Ray Dalio slams ‘tragedy’ of a New York Times journalist’s shocking book about him, claiming he was a Bridgewater reject who wrote ‘fiction, created as fact’
Fortune · Fortune

Ray Dalio, the founder of the world’s largest hedge fund, Bridgewater Associates, sat down for a conversation with Fortune CEO Alan Murray at the Fortune Global Forum in Abu Dhabi Wednesday. As usual, the billionaire investing legend held forth on macroeconomics, geopolitics and the business climate. But he also talked about that book.

--*--

_Stated goal_: Carry on the article about Ray Dalio, starting right after its final sentence. The material that comes after this article about Ray Dalio has no connection to it.

_Data block_:
--*--

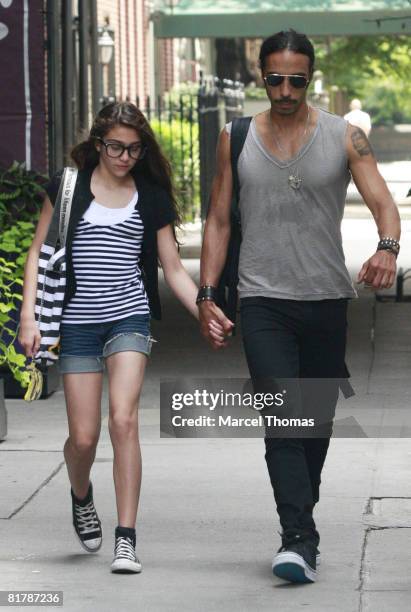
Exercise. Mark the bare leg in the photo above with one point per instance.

--*--

_Exercise answer_:
Despite stepping down from his role leading Bridgewater late last year, where he remains a CIO mentor and board member, Dalio has been even more in the public eye of late after the release of a scathing, unauthorized expose by New York Times reporter Rob Copeland, called The Fund: Ray Dalio, Bridgewater Associates, and the Unraveling of a Wall Street Legend

The book paints a less-than-rosy picture of Dalio and his path to success at Bridgewater, although it largely focuses on internal staffing and management disputes rather than Dalio’s decades-long record as one of the greats of the hedge fund world. Dalio has been critical of the book since before it came out, and in fact has criticized Copeland’s coverage of him for years, going back to when the reporter worked at the Wall Street Journal. But on Wednesday, in Abu Dhabi, he didn’t hold back, even about a journalist with well over a decade of experience at two of America's oldest and proudest newspapers, which observe the highest journalistic standards, as Murray pointed out.

The billionaire said the book is all just “fiction, created as fact” by a reporter with a vendetta. It’s a black eye for all journalists, Dalio continued: “When truth gets mixed with fiction by journalists, the country has a problem.”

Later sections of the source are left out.